Fragmento proporcionado:
La postura del obispo de Constantinopla choca con la de no pocos eclesiásticos –obispos y sacerdotes-, que acumulan “campos, casas, alquileres de viviendas…”, tienen miles de bienes registrados a nombre de la Iglesia católica, inmatriculan edificios que pertenecen al pueblo, invierten en bolsa, se niegan a pagar el IBI, se resisten a renunciar a las exenciones fiscales, y defienden con uñas y dientes sus privilegios, concedidos durante la dictadura por legitimar el golpe militar contra la República y el régimen de Franco, mantenidos, e incluso incrementados, por los diferentes gobiernos de la democracia. Y los defienden alegando que son derechos de Dios y de la Iglesia.
La Iglesia católica no ha renunciado a ninguno de sus privilegios. Es, además, la única religión que cuenta con unos ingresos procedentes de las arcas del Estado recaudados por la vía fácil y segura de la declaración de la renta, teniendo al Estado como fiel y sumiso recaudador. Ella es hoy en España una de las instituciones con mayor número de propiedades, exentas de tributación, con el añadido de que de muchas de ellas extrae una pingüe rentabilidad.
La mayoría de los obispos se muestra contraria al pago del IBI alegando razones, muchas de ellas falaces. Dicen que tampoco lo pagan los partidos políticos y los sindicatos, cuando sí lo hacen. Apelan a la Ley de Mecenazgo aprobada en diciembre de 2002 que recoge la exención. Consideran su impago un incentivo fiscal lógico para las instituciones que trabajan por el bien común. Apelan al Acuerdo para Asuntos Económicos entre la Santa Sede y el Estado Español, de rango internacional, cuando dicho Acuerdo es preconstitucional y, según no pocos juristas, inconstitucional. Dicen que su pago detraería el destino de sumas ingentes a Cáritas, cuando lo que destinan a Cáritas es un porcentaje mínimo.

Información proporcionada:
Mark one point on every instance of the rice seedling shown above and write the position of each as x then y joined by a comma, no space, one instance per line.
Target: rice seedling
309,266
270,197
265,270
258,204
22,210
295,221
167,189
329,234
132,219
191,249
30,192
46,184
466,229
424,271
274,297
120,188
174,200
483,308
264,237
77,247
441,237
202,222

Requisitos: Prosigue el texto sobre los privilegios fiscales de la Iglesia católica en España a partir de su última oración. Los datos proceden de otra fuente.

Resultado:
Lo que está demostrando la Conferencia Episcopal Española con esta actitud es que vive instalada en una situación de privilegio impropia de un Estado no confesional, contraria a la Iglesia de los pobres y cada vez más alejada del proyecto liberador de Jesús de Nazaret. Y eso constituye una contradicción en toda regla, detrás de la que se oculta una insolidaridad nada evangélica. Es todo lo contrario a lo que expresara el Concilio Vaticano II al comienzo de la Constitución sobre la Iglesia en el Mundo Actual: “Los gozos y las esperanzas, las alegrías y las angustias de los hombres de nuestro tiempo, sobre todo de los pobres y de cuantos sufren, son también gozos y esperanzas, tristezas y angustias de los discípulos de Cristo”.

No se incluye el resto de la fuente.